===== Given information

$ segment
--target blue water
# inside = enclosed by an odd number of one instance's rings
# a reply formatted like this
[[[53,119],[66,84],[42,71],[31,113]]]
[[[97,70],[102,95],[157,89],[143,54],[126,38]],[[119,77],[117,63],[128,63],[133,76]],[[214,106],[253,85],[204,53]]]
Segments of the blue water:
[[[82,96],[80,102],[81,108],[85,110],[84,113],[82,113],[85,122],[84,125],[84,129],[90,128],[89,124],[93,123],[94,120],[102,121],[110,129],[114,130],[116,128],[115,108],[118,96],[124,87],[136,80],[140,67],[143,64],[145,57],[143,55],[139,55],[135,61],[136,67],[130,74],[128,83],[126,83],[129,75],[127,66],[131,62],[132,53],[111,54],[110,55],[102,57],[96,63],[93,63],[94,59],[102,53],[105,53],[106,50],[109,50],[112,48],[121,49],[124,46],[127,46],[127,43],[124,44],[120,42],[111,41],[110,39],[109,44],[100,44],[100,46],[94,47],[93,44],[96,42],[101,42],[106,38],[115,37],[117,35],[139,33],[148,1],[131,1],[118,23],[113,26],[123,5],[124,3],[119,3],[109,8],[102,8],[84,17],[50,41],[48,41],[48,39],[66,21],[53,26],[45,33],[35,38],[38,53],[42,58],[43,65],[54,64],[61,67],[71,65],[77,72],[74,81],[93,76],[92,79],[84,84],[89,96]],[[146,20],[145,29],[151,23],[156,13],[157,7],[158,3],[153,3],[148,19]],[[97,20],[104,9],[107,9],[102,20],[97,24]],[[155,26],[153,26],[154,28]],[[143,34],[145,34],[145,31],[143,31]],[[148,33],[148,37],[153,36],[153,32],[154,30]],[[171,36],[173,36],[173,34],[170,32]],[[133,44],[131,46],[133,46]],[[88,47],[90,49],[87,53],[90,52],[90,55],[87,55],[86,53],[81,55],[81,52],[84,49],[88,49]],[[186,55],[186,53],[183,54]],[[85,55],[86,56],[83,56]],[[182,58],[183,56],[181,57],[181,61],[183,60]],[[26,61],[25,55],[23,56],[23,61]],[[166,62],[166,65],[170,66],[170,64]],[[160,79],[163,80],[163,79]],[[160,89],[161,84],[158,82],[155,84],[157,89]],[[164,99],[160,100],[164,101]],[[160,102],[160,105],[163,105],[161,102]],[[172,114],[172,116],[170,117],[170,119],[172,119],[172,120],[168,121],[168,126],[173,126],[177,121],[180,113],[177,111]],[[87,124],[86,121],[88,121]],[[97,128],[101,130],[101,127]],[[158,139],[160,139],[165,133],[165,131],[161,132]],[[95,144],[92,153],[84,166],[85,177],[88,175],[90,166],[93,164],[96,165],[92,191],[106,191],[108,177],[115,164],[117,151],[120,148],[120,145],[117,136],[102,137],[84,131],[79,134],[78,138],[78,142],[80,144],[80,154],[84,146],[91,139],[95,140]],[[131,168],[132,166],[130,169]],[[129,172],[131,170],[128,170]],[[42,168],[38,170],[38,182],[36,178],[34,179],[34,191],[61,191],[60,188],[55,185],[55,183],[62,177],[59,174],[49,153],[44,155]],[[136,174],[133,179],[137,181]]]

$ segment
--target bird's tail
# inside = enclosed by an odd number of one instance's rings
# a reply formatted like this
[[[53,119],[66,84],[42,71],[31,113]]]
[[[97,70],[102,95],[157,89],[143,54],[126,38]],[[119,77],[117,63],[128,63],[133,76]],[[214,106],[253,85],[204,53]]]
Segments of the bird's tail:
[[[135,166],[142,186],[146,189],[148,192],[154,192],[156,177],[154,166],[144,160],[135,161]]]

==========

Copy out every line of both items above, unchanged and character for character.

$ segment
--target blue water
# inside = enclosed by an odd number of one instance's rings
# a reply formatted like this
[[[53,119],[66,84],[42,71],[31,113]]]
[[[97,70],[102,95],[157,89],[143,54],[126,38]],[[119,77],[117,63],[128,63],[133,76]],[[214,106],[253,85],[204,53]]]
Segments of the blue water:
[[[82,96],[80,102],[81,108],[85,110],[84,113],[82,113],[85,122],[84,125],[84,129],[90,128],[89,124],[93,123],[94,120],[102,121],[110,129],[114,130],[116,128],[115,108],[118,96],[124,87],[136,80],[140,67],[143,64],[145,57],[143,55],[139,55],[135,61],[136,67],[130,74],[128,83],[126,83],[129,75],[127,66],[131,62],[132,53],[111,54],[110,55],[102,57],[96,63],[93,63],[94,59],[102,53],[105,53],[106,50],[109,50],[112,48],[121,49],[124,46],[127,46],[127,43],[124,44],[120,42],[111,41],[110,39],[109,44],[100,44],[100,46],[94,47],[93,44],[96,42],[101,42],[106,38],[115,37],[117,35],[139,33],[148,1],[131,1],[118,23],[113,26],[123,5],[124,3],[119,3],[109,8],[102,8],[84,17],[50,41],[48,41],[48,39],[66,21],[53,26],[45,33],[35,38],[38,53],[42,58],[43,65],[54,64],[61,67],[71,65],[77,72],[74,81],[93,76],[92,79],[84,84],[89,96]],[[146,20],[145,29],[151,23],[156,13],[157,7],[158,3],[153,3],[148,19]],[[97,20],[104,9],[107,9],[102,20],[97,24]],[[155,26],[153,26],[154,28]],[[143,34],[145,34],[145,31],[143,31]],[[148,33],[148,37],[153,36],[153,32],[154,30]],[[171,36],[173,36],[173,34],[170,32]],[[133,44],[131,46],[133,46]],[[88,47],[90,49],[87,53],[90,52],[90,55],[87,55],[86,53],[81,55],[81,52],[84,49],[88,49]],[[186,55],[186,53],[183,54]],[[85,55],[86,56],[83,56]],[[182,58],[183,56],[181,57],[181,61],[183,60]],[[26,61],[25,55],[23,56],[23,61]],[[166,62],[166,65],[170,66],[170,64]],[[160,79],[163,80],[163,79]],[[160,89],[161,84],[158,82],[155,84],[157,89]],[[164,99],[160,100],[164,101]],[[160,102],[160,105],[163,105],[161,102]],[[172,114],[172,116],[170,117],[170,119],[172,119],[172,120],[168,121],[168,126],[173,126],[177,121],[180,113],[177,111]],[[87,124],[86,121],[88,121]],[[97,128],[101,130],[101,127]],[[158,139],[160,139],[165,133],[165,131],[161,132]],[[95,144],[92,153],[84,166],[85,177],[88,175],[90,166],[93,164],[96,165],[92,191],[106,191],[108,177],[115,164],[117,151],[120,148],[120,145],[117,136],[102,137],[84,131],[79,134],[78,138],[78,142],[80,144],[80,154],[84,146],[91,139],[95,140]],[[131,168],[132,166],[130,169]],[[129,172],[131,170],[128,170]],[[42,168],[38,170],[38,182],[36,178],[34,179],[34,191],[61,191],[60,188],[55,185],[55,183],[62,177],[59,174],[49,153],[44,155]],[[136,174],[133,179],[137,181]]]

$ segment
--target bird's tail
# inside = enclosed by an odd number of one instance's rings
# a reply formatted like this
[[[53,119],[66,84],[42,71],[31,113]]]
[[[97,70],[102,95],[157,89],[143,54],[126,38]],[[119,77],[117,63],[128,63],[133,76]],[[214,106],[253,85],[204,53]]]
Segments of the bird's tail:
[[[135,166],[142,186],[146,189],[148,192],[154,192],[156,177],[154,166],[144,160],[135,161]]]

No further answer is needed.